Excerpts of pointing data
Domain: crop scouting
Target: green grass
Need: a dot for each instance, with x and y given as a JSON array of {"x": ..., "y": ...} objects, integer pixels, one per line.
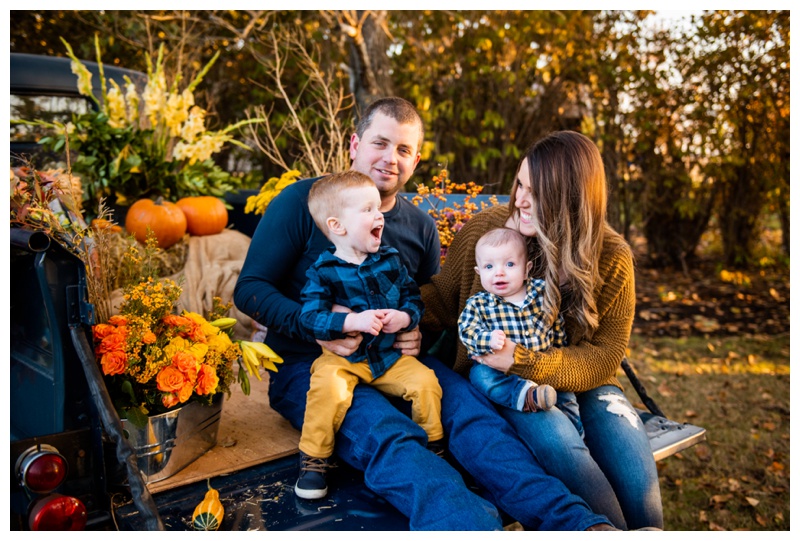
[{"x": 738, "y": 389}]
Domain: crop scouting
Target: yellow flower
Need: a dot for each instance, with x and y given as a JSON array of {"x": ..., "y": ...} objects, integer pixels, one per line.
[
  {"x": 175, "y": 113},
  {"x": 84, "y": 78},
  {"x": 131, "y": 99},
  {"x": 115, "y": 105},
  {"x": 194, "y": 125},
  {"x": 154, "y": 97}
]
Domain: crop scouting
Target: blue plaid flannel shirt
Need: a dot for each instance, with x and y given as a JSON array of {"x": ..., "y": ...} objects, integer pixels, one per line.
[
  {"x": 525, "y": 325},
  {"x": 381, "y": 281}
]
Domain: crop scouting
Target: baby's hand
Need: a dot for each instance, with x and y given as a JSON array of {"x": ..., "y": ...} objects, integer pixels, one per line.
[
  {"x": 368, "y": 321},
  {"x": 497, "y": 340},
  {"x": 395, "y": 320}
]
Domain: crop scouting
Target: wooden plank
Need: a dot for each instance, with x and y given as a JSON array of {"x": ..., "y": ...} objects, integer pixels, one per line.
[{"x": 250, "y": 433}]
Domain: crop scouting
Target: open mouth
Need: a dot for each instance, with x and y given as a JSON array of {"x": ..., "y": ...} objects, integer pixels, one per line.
[{"x": 386, "y": 172}]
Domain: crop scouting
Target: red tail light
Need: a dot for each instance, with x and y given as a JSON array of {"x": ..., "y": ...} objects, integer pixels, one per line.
[
  {"x": 41, "y": 469},
  {"x": 58, "y": 513}
]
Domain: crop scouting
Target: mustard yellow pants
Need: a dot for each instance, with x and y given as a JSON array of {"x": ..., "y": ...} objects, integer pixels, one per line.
[{"x": 333, "y": 379}]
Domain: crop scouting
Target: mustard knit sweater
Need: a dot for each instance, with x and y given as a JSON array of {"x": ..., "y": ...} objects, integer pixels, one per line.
[{"x": 583, "y": 365}]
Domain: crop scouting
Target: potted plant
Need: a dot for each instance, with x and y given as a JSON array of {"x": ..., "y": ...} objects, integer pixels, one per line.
[{"x": 143, "y": 142}]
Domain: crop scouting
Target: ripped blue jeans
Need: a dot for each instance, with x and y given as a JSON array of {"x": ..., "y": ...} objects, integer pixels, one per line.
[{"x": 596, "y": 444}]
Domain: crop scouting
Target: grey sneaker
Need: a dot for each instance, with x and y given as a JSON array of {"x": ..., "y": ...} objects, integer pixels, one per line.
[
  {"x": 540, "y": 398},
  {"x": 311, "y": 484}
]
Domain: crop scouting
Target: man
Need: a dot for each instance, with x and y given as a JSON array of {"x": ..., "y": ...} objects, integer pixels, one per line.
[{"x": 376, "y": 437}]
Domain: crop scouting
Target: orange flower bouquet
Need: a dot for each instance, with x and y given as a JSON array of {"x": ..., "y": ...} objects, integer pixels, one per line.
[
  {"x": 450, "y": 218},
  {"x": 155, "y": 359}
]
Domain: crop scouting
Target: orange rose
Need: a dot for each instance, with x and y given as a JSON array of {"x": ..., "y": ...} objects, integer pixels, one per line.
[
  {"x": 207, "y": 380},
  {"x": 114, "y": 363},
  {"x": 185, "y": 362},
  {"x": 112, "y": 342},
  {"x": 170, "y": 380},
  {"x": 118, "y": 320},
  {"x": 169, "y": 400},
  {"x": 185, "y": 392}
]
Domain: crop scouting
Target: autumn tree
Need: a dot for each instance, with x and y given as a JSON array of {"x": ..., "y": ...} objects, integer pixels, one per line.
[{"x": 742, "y": 86}]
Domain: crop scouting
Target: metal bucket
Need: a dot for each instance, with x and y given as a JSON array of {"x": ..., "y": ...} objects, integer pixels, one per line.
[{"x": 173, "y": 440}]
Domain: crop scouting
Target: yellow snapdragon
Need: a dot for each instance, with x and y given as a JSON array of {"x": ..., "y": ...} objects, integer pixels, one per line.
[
  {"x": 194, "y": 125},
  {"x": 115, "y": 107},
  {"x": 154, "y": 97}
]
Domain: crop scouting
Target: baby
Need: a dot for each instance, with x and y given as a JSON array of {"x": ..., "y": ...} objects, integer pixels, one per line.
[{"x": 509, "y": 309}]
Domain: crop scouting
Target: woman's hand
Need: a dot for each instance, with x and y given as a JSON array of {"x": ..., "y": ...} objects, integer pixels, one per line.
[
  {"x": 502, "y": 359},
  {"x": 409, "y": 343}
]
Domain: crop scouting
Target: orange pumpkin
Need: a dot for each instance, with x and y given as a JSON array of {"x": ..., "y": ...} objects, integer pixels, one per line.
[
  {"x": 205, "y": 214},
  {"x": 165, "y": 220}
]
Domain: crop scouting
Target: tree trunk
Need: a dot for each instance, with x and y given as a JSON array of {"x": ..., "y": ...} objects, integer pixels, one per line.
[{"x": 370, "y": 70}]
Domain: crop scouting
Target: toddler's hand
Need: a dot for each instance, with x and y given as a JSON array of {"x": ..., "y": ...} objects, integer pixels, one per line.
[
  {"x": 395, "y": 320},
  {"x": 368, "y": 321},
  {"x": 498, "y": 340}
]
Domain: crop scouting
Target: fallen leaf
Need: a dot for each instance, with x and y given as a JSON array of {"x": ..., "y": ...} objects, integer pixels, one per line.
[
  {"x": 703, "y": 452},
  {"x": 704, "y": 324},
  {"x": 719, "y": 499},
  {"x": 664, "y": 391},
  {"x": 227, "y": 442}
]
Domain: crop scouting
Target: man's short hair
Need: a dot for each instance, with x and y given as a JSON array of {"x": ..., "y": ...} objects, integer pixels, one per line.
[
  {"x": 501, "y": 236},
  {"x": 397, "y": 108},
  {"x": 327, "y": 195}
]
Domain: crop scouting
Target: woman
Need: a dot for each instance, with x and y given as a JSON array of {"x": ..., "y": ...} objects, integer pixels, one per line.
[{"x": 593, "y": 441}]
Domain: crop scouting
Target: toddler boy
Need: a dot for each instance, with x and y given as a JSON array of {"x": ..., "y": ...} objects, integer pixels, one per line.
[{"x": 370, "y": 280}]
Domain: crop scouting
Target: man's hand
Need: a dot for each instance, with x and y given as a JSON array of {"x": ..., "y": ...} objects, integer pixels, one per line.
[
  {"x": 501, "y": 359},
  {"x": 497, "y": 340},
  {"x": 343, "y": 346},
  {"x": 369, "y": 321},
  {"x": 394, "y": 320},
  {"x": 409, "y": 343}
]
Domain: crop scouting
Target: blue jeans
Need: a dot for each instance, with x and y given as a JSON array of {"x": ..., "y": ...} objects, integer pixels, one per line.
[
  {"x": 597, "y": 445},
  {"x": 389, "y": 448},
  {"x": 508, "y": 390}
]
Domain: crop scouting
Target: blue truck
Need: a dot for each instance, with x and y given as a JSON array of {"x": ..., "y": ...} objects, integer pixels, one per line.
[{"x": 71, "y": 469}]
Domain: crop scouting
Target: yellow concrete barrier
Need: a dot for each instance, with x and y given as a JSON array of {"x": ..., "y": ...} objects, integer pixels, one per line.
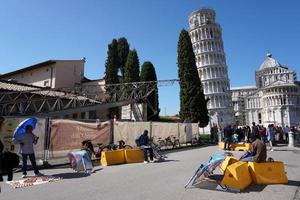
[
  {"x": 267, "y": 172},
  {"x": 134, "y": 155},
  {"x": 236, "y": 147},
  {"x": 240, "y": 147},
  {"x": 229, "y": 160},
  {"x": 112, "y": 157},
  {"x": 237, "y": 176}
]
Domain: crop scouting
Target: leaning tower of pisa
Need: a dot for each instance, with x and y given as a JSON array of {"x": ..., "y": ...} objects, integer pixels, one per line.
[{"x": 206, "y": 36}]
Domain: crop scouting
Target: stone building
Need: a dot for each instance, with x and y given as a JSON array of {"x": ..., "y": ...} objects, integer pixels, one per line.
[
  {"x": 51, "y": 73},
  {"x": 206, "y": 37},
  {"x": 274, "y": 100}
]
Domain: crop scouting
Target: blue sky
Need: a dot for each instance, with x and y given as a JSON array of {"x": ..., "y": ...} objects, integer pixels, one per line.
[{"x": 34, "y": 31}]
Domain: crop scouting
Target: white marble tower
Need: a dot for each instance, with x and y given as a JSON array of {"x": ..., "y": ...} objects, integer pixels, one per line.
[{"x": 206, "y": 36}]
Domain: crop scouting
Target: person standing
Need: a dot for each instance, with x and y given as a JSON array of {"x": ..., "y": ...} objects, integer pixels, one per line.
[
  {"x": 286, "y": 131},
  {"x": 8, "y": 160},
  {"x": 257, "y": 152},
  {"x": 1, "y": 149},
  {"x": 254, "y": 130},
  {"x": 26, "y": 142},
  {"x": 270, "y": 136},
  {"x": 144, "y": 143},
  {"x": 227, "y": 137}
]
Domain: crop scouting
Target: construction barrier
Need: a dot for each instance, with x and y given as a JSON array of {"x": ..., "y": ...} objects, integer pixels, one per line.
[
  {"x": 112, "y": 157},
  {"x": 267, "y": 172},
  {"x": 237, "y": 176},
  {"x": 229, "y": 160},
  {"x": 134, "y": 155}
]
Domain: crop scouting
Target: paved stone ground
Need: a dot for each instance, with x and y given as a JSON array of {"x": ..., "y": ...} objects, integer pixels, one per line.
[{"x": 164, "y": 180}]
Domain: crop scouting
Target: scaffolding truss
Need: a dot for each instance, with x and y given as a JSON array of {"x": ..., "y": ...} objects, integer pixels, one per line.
[{"x": 59, "y": 102}]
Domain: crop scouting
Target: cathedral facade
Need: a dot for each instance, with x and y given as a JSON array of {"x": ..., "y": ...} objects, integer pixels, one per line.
[{"x": 274, "y": 100}]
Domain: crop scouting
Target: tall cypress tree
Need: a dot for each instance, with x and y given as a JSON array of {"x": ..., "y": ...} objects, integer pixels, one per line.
[
  {"x": 148, "y": 74},
  {"x": 123, "y": 50},
  {"x": 132, "y": 68},
  {"x": 193, "y": 105},
  {"x": 111, "y": 72}
]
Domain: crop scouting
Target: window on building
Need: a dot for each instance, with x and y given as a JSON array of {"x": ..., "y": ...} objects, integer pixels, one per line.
[
  {"x": 75, "y": 115},
  {"x": 46, "y": 83},
  {"x": 259, "y": 118}
]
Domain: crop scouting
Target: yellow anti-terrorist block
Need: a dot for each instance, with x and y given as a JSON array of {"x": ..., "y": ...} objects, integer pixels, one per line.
[
  {"x": 229, "y": 160},
  {"x": 237, "y": 176},
  {"x": 242, "y": 147},
  {"x": 221, "y": 145},
  {"x": 112, "y": 157},
  {"x": 134, "y": 155},
  {"x": 268, "y": 173}
]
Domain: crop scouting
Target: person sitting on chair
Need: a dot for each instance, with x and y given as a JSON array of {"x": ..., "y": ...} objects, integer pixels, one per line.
[
  {"x": 144, "y": 143},
  {"x": 257, "y": 152}
]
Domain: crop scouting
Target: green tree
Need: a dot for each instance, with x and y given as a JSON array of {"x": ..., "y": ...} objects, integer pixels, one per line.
[
  {"x": 193, "y": 105},
  {"x": 123, "y": 50},
  {"x": 111, "y": 72},
  {"x": 148, "y": 74},
  {"x": 132, "y": 68}
]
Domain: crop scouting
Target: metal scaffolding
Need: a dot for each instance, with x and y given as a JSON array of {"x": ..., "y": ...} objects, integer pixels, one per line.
[{"x": 27, "y": 101}]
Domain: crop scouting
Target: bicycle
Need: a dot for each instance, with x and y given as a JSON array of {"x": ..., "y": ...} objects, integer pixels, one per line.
[
  {"x": 172, "y": 141},
  {"x": 88, "y": 146},
  {"x": 160, "y": 143}
]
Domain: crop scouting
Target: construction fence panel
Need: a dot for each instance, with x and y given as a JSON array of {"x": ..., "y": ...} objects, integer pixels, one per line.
[
  {"x": 164, "y": 130},
  {"x": 9, "y": 127},
  {"x": 67, "y": 135},
  {"x": 128, "y": 131}
]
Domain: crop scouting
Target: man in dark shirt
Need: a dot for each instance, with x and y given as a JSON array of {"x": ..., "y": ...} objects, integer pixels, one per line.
[
  {"x": 254, "y": 130},
  {"x": 144, "y": 143},
  {"x": 227, "y": 137},
  {"x": 257, "y": 152}
]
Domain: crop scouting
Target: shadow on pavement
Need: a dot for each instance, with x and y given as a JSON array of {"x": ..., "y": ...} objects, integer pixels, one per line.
[
  {"x": 70, "y": 175},
  {"x": 294, "y": 183},
  {"x": 164, "y": 161},
  {"x": 212, "y": 183}
]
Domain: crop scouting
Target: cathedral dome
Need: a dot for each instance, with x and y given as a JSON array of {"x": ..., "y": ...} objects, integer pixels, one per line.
[{"x": 269, "y": 62}]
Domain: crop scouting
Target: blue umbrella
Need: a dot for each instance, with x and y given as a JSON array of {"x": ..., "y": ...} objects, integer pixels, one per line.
[{"x": 21, "y": 128}]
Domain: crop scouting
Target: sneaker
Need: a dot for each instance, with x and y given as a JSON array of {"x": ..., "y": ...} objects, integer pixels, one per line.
[{"x": 39, "y": 174}]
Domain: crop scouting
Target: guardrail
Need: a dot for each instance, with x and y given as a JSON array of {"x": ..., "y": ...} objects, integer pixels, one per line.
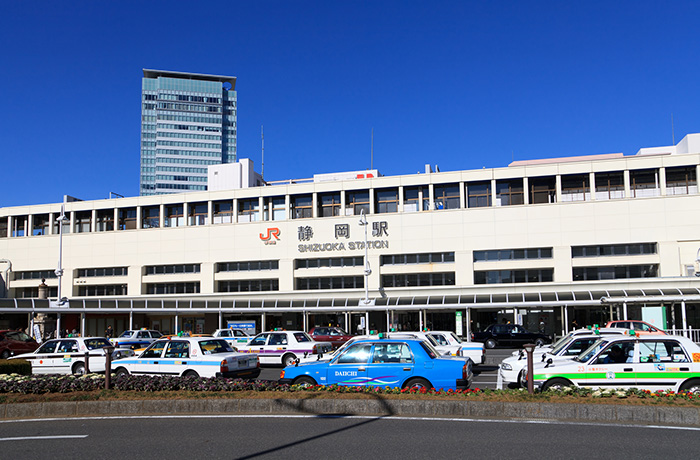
[{"x": 692, "y": 334}]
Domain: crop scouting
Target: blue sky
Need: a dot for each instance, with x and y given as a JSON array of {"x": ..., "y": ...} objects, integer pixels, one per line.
[{"x": 460, "y": 84}]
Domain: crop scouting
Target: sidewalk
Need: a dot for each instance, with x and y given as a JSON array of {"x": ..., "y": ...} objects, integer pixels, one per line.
[{"x": 609, "y": 413}]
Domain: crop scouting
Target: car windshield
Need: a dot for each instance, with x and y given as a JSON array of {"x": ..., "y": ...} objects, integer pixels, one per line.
[
  {"x": 561, "y": 344},
  {"x": 302, "y": 337},
  {"x": 591, "y": 351},
  {"x": 212, "y": 347},
  {"x": 93, "y": 344},
  {"x": 428, "y": 347}
]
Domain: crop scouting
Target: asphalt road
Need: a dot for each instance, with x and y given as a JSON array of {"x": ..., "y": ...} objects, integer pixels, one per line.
[
  {"x": 485, "y": 375},
  {"x": 304, "y": 437}
]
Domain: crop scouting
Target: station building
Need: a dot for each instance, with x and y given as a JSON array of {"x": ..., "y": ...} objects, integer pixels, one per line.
[{"x": 543, "y": 243}]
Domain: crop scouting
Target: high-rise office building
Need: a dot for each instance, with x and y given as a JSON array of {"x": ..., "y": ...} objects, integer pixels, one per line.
[{"x": 188, "y": 122}]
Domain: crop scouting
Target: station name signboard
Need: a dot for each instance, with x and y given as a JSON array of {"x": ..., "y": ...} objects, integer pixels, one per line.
[{"x": 305, "y": 234}]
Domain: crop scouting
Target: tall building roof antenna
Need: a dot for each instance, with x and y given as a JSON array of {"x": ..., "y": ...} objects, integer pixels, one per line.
[{"x": 371, "y": 152}]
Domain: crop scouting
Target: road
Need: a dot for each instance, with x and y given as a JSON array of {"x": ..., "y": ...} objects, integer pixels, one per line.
[
  {"x": 485, "y": 375},
  {"x": 312, "y": 436}
]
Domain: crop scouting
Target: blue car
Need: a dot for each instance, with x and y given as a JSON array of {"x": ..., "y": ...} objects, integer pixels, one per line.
[{"x": 404, "y": 363}]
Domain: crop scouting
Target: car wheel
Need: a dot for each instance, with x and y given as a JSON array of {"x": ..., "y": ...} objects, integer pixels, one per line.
[
  {"x": 121, "y": 371},
  {"x": 305, "y": 380},
  {"x": 288, "y": 359},
  {"x": 556, "y": 384},
  {"x": 692, "y": 386},
  {"x": 79, "y": 369},
  {"x": 418, "y": 384}
]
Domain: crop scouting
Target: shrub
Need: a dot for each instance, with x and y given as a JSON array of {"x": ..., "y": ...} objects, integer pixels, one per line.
[{"x": 15, "y": 366}]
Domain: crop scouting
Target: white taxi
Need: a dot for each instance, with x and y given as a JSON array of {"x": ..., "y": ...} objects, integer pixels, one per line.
[
  {"x": 648, "y": 363},
  {"x": 191, "y": 356},
  {"x": 235, "y": 336},
  {"x": 284, "y": 347},
  {"x": 512, "y": 369},
  {"x": 475, "y": 350},
  {"x": 67, "y": 356}
]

> _Stated problem_
How many lines in the items above contain the string "green"? Reply with the number alone.

> _The answer_
2